> _TASK DETAILS_: From the line that contains "Would you be able to locate the brown" to the end of the entries, copy each line exactly, though the pictures stay out.

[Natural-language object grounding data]
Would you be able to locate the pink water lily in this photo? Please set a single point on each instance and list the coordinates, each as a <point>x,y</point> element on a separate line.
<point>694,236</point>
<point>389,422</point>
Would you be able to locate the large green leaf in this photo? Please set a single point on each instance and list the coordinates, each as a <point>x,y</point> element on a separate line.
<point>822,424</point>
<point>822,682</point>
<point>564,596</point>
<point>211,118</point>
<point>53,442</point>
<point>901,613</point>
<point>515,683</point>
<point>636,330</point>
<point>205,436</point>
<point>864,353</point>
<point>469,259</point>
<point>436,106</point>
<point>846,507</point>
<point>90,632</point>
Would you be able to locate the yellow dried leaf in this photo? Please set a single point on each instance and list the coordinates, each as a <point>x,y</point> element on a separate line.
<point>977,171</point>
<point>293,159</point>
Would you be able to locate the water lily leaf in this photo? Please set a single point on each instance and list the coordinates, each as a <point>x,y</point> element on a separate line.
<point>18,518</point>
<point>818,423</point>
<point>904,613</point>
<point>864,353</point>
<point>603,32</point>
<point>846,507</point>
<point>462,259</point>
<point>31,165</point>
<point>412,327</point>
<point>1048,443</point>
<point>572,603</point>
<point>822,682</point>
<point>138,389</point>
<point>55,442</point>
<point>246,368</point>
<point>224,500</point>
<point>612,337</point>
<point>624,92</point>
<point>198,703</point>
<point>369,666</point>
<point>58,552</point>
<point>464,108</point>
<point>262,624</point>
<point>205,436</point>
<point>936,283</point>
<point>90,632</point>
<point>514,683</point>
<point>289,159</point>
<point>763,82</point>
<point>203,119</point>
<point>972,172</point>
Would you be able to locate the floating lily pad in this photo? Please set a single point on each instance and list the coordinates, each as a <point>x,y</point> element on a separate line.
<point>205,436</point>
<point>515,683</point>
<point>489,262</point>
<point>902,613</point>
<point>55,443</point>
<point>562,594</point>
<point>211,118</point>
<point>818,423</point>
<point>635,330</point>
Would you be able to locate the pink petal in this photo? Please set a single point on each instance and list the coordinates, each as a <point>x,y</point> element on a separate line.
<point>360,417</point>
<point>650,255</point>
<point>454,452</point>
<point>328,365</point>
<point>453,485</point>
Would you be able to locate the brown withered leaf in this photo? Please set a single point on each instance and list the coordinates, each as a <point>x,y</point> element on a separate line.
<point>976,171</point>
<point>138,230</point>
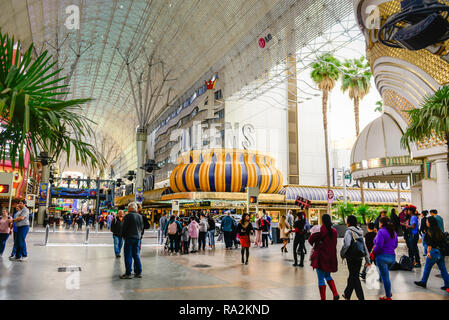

> _RESULT OF THE TASK_:
Would you be able to locate the brown withered leaf in this photo? Please set a single point on each instance and list the coordinates, each as a <point>x,y</point> element on a separate line.
<point>976,171</point>
<point>138,230</point>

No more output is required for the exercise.